**** SOURCE INFORMATION ****

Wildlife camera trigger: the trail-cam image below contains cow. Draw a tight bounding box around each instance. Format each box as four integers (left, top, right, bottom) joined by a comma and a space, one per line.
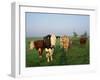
60, 35, 70, 64
29, 40, 45, 58
29, 34, 56, 62
80, 36, 87, 45
60, 35, 70, 50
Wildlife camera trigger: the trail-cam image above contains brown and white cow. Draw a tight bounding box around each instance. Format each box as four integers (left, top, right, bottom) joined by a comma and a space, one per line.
44, 34, 56, 62
29, 40, 45, 58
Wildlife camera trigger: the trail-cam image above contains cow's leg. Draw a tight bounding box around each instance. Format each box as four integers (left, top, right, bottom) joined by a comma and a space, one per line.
38, 48, 42, 58
49, 49, 53, 61
64, 48, 68, 57
45, 48, 50, 62
50, 55, 53, 61
46, 53, 49, 62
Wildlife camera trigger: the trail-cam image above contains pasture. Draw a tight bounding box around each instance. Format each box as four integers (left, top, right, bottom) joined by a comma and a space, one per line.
26, 37, 89, 67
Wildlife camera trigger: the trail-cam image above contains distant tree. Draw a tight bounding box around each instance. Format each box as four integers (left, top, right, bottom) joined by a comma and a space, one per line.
73, 32, 78, 37
81, 32, 87, 38
83, 32, 87, 37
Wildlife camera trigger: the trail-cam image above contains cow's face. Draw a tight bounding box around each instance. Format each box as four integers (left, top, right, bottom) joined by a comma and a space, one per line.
50, 34, 56, 47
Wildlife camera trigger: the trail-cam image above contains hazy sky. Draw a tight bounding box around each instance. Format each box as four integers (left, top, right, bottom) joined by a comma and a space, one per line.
26, 12, 89, 37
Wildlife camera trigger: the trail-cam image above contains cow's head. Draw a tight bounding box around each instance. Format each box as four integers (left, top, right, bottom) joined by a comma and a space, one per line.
50, 33, 56, 47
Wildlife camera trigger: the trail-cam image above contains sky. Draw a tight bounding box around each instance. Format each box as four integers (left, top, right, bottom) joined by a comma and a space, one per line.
26, 12, 89, 37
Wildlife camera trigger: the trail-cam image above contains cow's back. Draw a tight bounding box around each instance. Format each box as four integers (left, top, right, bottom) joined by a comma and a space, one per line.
34, 40, 44, 49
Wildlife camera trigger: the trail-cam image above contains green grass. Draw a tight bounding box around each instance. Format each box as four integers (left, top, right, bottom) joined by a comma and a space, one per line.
26, 37, 89, 67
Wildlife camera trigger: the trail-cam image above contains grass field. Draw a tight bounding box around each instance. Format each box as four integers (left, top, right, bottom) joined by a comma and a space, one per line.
26, 37, 89, 67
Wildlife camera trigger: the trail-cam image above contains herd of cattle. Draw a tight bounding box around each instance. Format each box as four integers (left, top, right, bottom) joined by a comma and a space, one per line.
29, 34, 88, 63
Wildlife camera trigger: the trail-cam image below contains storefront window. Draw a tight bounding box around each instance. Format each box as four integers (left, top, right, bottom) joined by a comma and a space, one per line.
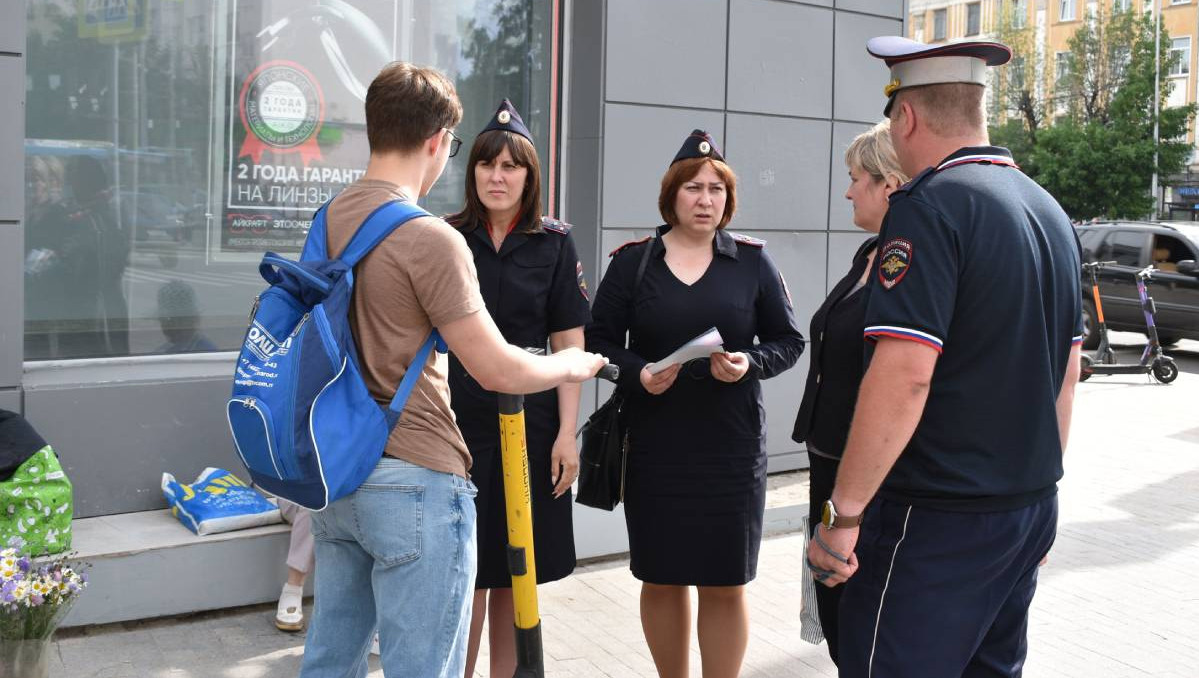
24, 0, 558, 360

****

(ABOUT THIS EXERCISE)
Transcribe the records above exactly, leaving every picture out of the copy.

(EXPECTED OUTPUT)
Wildlife camera trigger: the trail-cam image below contains cow. Draw a tight bounding box around each instance. Format each box as four integers (left, top, right, bottom) joined by a comma and a space, one per line.
60, 35, 70, 64
29, 40, 45, 58
29, 34, 56, 62
80, 36, 87, 45
60, 35, 70, 50
Wildlife camera trigger: the trail-cam image above contains brown and white cow. Draw a tight bounding box around each instance. Format each box as four integers (left, top, right, bottom) joined by a comma and a space, one per line.
44, 34, 56, 62
29, 40, 45, 58
Wildlife camera trigger: the trail-cam image above contains cow's leg. Draw a tight bounding box around each instance. Format each box as four integers (left, top, right, bottom) joined by a comma and a space, one per line.
38, 48, 42, 58
49, 49, 53, 61
64, 48, 68, 57
45, 48, 50, 62
50, 55, 53, 61
46, 53, 49, 62
Wildlife camera trigger: the trail-cam image above contains pasture. Draw a tight bounding box around each instance. Format each box as four integers (left, top, right, bottom) joined by a comma and a space, one per line.
26, 37, 89, 67
Wildlife camera trigger: the trail-cam image above contains distant tree. Draw a tight bounding box around each instance. Format each box as four integers (left, top, right, bottom) joined by a comma and a space, one per line.
73, 32, 78, 37
81, 32, 87, 38
83, 32, 87, 37
Wildlife camera trigger: the trail-cam image above contains cow's face. Draw a tight bounding box around each instance. Format each box as four integers (left, top, right, bottom) joined by a comma and a space, one per line.
50, 34, 56, 47
Wildlife camera trigger: the trail-cam image above contains hazy sky. Draw a tight bounding box around each instance. Format each box as four integers (left, top, right, bottom) joined by a comma and a space, one per line.
26, 12, 89, 37
Wildlife camera trigger: the trail-cam image above contains cow's head. Draw a tight bounding box around each instance. Format each box as four integers (left, top, right, bottom) joined by a comma and a space, one per line.
50, 33, 56, 47
Wildlife camera trigger: the trail-cam image above contains sky. Draw a tight bounding box around each instance. Format each box as four integers (left, top, right, bottom) joined by a comma and a space, one per line.
26, 12, 89, 37
Wildlife camera trigger: the trail-cam image above contains cow's back. Draw a tight bounding box around each instance. Format each box as four integers (left, top, right, bottom) joined by a comma and a space, one per line.
34, 40, 44, 49
Wildlife camera trigger: the trail-cam image above contains green grass. Draw a tight bounding box around each instance. Format each box as four integers (left, top, right, bottom) joined by a comma and a space, one per line.
26, 37, 89, 67
Wildlife camera trigger: the trail-cam image above contains grass field. Draw a tight bounding box around each instance. Format each box as four integers (left, top, right, bottom) joined by a comma and a space, one per line.
26, 37, 89, 67
Wildlife camera trigger: the trail-cam image above contains herd of cattle. Draw a tight bounding box around each instance. Format each box as four integers (left, top, right, bottom) joined by a comma and a space, one per line.
29, 34, 88, 63
Wildlife camera trigger: the trail-cam image below contains storefront window. Draw a tight bounding box around each instance. Format each box as four integers (left, top, right, bottom) joined by a comma and a space, one per line.
24, 0, 558, 360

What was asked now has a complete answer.